Locate every line in the items below that contains the word "black" and copy each of those lines.

-- Begin --

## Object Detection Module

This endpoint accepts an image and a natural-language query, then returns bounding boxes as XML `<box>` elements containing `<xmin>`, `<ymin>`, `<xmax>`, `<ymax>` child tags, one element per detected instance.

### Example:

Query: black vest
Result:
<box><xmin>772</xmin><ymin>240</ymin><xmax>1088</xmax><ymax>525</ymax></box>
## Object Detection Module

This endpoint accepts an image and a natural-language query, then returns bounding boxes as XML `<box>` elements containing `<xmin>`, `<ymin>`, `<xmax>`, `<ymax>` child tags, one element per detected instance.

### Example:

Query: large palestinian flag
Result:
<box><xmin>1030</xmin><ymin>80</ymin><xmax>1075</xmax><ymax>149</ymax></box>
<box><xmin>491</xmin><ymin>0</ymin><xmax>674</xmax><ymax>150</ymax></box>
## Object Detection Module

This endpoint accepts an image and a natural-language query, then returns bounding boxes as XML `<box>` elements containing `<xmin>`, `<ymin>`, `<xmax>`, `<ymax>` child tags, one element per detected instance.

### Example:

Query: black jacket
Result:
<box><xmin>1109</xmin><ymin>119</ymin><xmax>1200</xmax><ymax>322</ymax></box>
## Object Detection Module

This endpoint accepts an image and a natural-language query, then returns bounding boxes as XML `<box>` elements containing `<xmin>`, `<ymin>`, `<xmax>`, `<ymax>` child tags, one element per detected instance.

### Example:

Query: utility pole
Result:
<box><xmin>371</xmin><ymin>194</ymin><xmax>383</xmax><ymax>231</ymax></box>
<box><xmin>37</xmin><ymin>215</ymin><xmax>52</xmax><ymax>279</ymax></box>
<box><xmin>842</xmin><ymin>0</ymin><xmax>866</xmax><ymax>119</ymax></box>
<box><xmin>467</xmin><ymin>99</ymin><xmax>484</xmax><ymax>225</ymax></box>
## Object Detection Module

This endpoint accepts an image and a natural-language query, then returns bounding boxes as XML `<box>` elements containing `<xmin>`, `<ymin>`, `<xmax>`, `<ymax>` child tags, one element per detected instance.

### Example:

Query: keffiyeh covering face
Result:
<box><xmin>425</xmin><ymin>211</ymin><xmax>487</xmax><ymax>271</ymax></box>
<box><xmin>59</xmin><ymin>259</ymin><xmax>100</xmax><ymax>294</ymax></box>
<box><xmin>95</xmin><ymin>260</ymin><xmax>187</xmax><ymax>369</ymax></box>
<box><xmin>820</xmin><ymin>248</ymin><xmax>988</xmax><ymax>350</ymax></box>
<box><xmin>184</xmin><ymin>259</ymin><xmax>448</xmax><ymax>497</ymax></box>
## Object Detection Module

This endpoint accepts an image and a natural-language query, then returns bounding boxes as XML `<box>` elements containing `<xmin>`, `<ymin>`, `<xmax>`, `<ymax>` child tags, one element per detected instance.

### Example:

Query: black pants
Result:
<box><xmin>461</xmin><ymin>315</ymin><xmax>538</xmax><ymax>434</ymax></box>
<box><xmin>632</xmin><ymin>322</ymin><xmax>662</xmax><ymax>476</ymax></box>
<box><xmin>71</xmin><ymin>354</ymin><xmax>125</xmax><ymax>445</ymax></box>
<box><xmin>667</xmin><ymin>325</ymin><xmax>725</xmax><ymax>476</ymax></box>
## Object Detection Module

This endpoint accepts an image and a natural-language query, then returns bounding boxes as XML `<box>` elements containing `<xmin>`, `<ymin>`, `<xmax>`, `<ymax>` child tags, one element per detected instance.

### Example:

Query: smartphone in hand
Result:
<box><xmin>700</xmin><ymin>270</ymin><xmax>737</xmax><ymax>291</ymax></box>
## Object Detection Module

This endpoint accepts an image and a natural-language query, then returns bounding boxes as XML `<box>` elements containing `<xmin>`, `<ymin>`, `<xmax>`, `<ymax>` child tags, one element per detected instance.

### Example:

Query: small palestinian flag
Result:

-- End --

# Expected output
Query: black vest
Query: black jacket
Query: black pants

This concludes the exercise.